■ Written task:
Reproduce verbatim the data from the line with "In the photo above, where can the green bract" up to and including the line with "point(849, 845)".

■ Photo object pointing data:
....................

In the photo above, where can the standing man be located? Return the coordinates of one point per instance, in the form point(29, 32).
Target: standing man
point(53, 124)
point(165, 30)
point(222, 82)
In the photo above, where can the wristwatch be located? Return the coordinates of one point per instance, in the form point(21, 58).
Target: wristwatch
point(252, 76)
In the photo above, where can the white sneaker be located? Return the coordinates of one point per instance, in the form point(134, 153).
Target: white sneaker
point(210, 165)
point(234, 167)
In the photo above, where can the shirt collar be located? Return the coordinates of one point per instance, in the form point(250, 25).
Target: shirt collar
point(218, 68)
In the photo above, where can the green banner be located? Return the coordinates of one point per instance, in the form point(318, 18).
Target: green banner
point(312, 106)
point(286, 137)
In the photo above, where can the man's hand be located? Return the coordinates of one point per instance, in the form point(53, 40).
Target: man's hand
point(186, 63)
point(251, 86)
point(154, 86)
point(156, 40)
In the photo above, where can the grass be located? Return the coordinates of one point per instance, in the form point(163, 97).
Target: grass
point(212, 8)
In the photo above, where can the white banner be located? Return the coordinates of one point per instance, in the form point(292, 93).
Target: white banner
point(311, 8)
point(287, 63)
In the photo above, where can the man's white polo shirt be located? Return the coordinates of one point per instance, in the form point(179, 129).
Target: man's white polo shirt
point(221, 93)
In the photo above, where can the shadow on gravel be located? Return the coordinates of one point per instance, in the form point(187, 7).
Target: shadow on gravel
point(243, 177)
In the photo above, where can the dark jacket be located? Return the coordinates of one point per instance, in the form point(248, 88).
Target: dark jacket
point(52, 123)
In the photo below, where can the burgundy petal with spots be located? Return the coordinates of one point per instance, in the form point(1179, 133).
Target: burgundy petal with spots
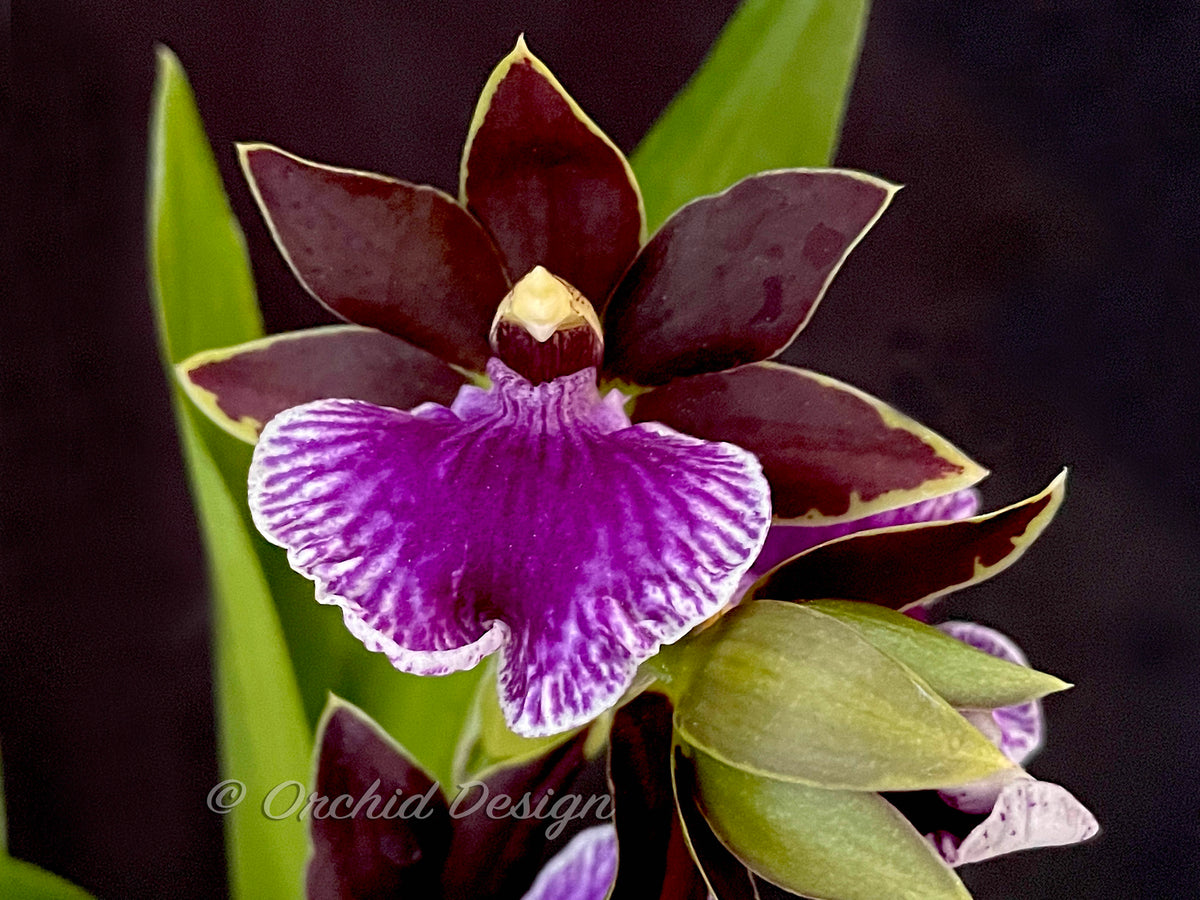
point(532, 520)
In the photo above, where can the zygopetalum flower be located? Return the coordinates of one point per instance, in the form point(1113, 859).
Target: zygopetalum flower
point(570, 529)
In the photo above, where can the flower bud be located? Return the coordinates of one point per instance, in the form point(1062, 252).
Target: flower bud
point(545, 329)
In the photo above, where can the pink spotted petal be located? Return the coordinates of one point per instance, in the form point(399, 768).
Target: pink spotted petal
point(582, 870)
point(1026, 814)
point(532, 520)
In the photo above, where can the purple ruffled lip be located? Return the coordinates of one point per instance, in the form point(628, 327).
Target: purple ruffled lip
point(531, 520)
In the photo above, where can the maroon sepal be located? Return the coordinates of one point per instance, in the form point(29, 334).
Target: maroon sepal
point(402, 258)
point(498, 855)
point(733, 277)
point(377, 846)
point(243, 388)
point(490, 839)
point(829, 451)
point(905, 565)
point(551, 189)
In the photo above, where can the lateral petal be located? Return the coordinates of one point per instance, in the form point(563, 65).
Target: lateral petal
point(832, 453)
point(389, 255)
point(732, 279)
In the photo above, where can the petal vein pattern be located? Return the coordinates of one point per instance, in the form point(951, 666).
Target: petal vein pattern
point(529, 519)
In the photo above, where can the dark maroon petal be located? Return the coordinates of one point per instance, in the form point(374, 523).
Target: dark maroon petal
point(785, 541)
point(726, 875)
point(733, 277)
point(243, 388)
point(402, 258)
point(829, 451)
point(547, 184)
point(498, 850)
point(912, 564)
point(640, 773)
point(385, 831)
point(654, 862)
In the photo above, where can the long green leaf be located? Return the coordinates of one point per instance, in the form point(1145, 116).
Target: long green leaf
point(25, 881)
point(204, 297)
point(771, 95)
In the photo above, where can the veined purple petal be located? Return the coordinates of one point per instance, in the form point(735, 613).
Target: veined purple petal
point(583, 870)
point(784, 541)
point(1026, 814)
point(1018, 729)
point(528, 519)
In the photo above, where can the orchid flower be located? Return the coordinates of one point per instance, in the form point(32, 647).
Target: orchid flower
point(516, 507)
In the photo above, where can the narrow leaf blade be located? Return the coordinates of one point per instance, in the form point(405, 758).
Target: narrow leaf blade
point(771, 95)
point(203, 297)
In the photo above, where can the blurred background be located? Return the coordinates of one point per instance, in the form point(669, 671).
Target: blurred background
point(1031, 294)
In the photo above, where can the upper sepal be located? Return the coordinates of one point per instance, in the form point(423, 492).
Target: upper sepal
point(243, 388)
point(399, 257)
point(906, 565)
point(546, 183)
point(831, 453)
point(733, 277)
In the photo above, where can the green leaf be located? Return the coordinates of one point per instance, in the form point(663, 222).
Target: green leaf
point(264, 736)
point(785, 691)
point(837, 845)
point(204, 295)
point(24, 881)
point(771, 95)
point(966, 678)
point(205, 299)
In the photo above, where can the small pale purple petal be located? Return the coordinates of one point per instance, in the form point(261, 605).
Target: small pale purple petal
point(1026, 814)
point(528, 519)
point(1018, 730)
point(583, 870)
point(787, 540)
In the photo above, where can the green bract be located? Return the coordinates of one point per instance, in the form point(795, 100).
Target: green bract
point(966, 678)
point(783, 690)
point(849, 845)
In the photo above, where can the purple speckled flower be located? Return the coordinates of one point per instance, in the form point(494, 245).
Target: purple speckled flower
point(567, 528)
point(1013, 810)
point(532, 520)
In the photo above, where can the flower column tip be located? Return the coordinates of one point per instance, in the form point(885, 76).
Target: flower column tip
point(545, 329)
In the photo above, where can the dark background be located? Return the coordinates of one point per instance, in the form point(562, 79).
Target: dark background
point(1031, 294)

....................

■ Exercise answer:
In the photo above, where can the green bract be located? Return the coordinates of one point per instance, in the form point(795, 100).
Target: green bract
point(966, 678)
point(783, 690)
point(849, 845)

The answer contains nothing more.